● Do this
Print everything from the line with "trace the outline of every instance of the **eye**" down to the line with "M156 120L156 124L150", both of those lines included, without changing a single character.

-- start Data provided --

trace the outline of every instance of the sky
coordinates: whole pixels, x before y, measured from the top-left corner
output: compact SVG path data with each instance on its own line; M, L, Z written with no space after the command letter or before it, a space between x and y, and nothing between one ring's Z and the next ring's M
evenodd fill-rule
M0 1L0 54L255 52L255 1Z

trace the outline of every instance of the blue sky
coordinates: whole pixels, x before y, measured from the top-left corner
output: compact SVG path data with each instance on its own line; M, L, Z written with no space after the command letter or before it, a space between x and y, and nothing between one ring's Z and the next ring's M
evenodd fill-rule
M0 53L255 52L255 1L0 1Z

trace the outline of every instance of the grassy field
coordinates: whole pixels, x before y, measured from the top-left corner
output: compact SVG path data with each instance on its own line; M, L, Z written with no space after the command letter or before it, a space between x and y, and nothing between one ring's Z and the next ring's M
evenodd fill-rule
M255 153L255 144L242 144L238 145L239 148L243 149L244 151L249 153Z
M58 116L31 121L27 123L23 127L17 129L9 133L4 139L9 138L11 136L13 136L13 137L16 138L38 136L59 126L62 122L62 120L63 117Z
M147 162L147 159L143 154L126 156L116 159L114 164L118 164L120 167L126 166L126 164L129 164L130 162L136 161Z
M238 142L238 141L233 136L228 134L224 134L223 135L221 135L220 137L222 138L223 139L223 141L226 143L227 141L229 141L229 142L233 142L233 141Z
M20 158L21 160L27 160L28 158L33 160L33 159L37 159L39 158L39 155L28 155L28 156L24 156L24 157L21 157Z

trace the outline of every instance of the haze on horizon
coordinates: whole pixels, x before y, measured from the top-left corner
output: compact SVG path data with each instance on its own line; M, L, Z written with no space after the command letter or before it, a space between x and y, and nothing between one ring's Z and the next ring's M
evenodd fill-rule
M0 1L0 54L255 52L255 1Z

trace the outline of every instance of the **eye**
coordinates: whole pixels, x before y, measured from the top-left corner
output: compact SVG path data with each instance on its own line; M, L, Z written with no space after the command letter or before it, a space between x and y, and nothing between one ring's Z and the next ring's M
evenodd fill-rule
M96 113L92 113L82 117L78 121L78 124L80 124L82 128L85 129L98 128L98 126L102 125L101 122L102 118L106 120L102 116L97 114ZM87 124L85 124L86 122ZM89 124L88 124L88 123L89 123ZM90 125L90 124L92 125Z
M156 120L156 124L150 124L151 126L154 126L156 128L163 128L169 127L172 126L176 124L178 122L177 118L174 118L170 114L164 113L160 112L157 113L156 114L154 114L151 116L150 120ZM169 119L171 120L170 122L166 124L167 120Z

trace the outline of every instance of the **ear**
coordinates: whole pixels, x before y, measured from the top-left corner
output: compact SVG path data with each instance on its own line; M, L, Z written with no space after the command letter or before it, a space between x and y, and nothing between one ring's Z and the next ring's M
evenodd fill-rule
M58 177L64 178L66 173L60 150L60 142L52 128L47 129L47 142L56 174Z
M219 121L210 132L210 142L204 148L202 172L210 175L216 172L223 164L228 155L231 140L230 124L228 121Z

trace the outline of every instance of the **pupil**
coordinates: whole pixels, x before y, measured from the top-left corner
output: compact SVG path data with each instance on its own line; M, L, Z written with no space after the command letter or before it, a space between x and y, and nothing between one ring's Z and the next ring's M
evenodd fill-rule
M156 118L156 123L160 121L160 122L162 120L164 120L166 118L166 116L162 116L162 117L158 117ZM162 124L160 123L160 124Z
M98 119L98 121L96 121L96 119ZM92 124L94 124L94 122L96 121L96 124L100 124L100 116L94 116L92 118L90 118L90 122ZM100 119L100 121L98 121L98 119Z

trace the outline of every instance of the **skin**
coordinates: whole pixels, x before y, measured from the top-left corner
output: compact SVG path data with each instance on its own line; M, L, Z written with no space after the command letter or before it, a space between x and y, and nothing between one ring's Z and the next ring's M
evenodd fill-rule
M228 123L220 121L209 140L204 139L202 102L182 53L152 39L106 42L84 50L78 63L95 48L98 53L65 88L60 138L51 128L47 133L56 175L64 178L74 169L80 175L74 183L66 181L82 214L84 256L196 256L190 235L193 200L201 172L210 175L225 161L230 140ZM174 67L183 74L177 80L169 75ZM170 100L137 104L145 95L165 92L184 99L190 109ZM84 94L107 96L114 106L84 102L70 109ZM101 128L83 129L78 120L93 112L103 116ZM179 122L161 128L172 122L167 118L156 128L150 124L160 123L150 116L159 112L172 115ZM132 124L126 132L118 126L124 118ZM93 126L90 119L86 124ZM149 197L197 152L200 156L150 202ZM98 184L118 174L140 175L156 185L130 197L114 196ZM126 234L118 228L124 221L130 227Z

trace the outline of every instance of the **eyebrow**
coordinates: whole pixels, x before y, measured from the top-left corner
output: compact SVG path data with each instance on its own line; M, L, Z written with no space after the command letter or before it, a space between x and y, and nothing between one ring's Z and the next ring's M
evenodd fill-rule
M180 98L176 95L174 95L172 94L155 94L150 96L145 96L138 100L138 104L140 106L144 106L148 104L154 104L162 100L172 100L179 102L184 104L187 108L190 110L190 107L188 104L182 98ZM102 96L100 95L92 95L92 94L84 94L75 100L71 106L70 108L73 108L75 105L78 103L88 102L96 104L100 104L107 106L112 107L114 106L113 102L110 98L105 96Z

-- end Data provided --

● The solution
trace the outline of every instance of the **eye**
coordinates: whole pixels, x before y, measured from the top-left corner
output: compact SVG path data with each instance on its own line; M, L, Z written with no space after the command letter or before it, a space between x and y, and nothing between one ring's Z and the next ring's M
evenodd fill-rule
M96 113L92 113L82 117L78 121L78 124L80 124L82 128L85 129L98 128L98 126L102 125L101 122L102 118L106 120L102 116L97 114ZM87 124L85 124L86 122ZM89 124L88 124L88 123L89 123ZM90 125L90 124L92 125Z
M156 120L156 124L150 124L151 126L154 126L156 128L163 128L169 127L172 126L176 124L178 122L177 118L174 118L170 114L164 113L160 112L157 113L156 114L154 114L151 116L150 120ZM169 119L171 120L170 122L166 124L167 120Z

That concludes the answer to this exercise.